The line containing "Class: round basket" and every line after it to the end of the records: set those down exactly, without any pictures.

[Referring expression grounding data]
####

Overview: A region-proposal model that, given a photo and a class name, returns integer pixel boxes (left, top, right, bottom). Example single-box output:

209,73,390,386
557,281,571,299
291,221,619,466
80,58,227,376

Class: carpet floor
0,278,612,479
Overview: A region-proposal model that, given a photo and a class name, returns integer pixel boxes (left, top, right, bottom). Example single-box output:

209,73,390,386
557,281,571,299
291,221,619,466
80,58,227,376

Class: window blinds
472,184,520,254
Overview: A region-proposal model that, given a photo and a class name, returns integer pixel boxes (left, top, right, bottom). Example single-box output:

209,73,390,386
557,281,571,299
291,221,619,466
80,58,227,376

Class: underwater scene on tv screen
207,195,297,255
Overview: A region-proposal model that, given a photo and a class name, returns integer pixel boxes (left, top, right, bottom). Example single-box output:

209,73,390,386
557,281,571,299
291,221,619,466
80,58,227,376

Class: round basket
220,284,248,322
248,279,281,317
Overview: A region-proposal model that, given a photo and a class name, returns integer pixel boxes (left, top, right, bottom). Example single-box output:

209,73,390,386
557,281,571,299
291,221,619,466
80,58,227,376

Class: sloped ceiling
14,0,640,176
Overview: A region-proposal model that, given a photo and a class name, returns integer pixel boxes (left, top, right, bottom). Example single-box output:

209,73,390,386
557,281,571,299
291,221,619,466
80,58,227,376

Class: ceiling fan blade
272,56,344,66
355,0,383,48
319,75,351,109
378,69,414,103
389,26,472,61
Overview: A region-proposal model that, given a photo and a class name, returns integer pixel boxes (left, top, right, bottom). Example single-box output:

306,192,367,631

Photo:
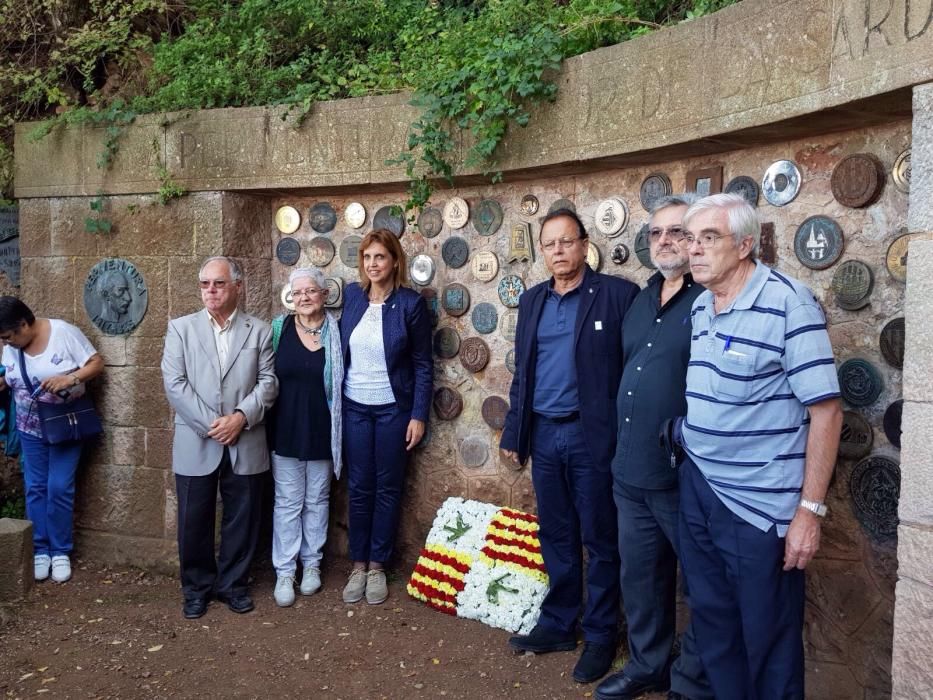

####

▸ Written response:
Class: round basket
220,284,248,322
248,279,281,317
Overview: A region-proposal model that, given a photo and a class name, returns integer pixel boxes (left, top, right, bottom). Example single-box output:

209,73,390,386
557,281,571,299
291,221,619,466
80,58,227,376

Class: sloped ceiling
14,0,640,176
Overview: A region-proposal model that, given a photo and a class name, returns integer pixel boxes (left, top, right, bottom). Example single-box output:

209,73,390,386
557,281,571,299
291,221,619,466
80,58,227,376

Class: ceiling fan blade
272,56,344,66
355,0,383,48
319,75,351,109
378,69,414,103
389,26,472,61
Overview: A region-proposal model that, given a photo and a class name, returns integer pixel boxes (left, top, right, bottom). Example single-box output:

306,192,367,631

Photo:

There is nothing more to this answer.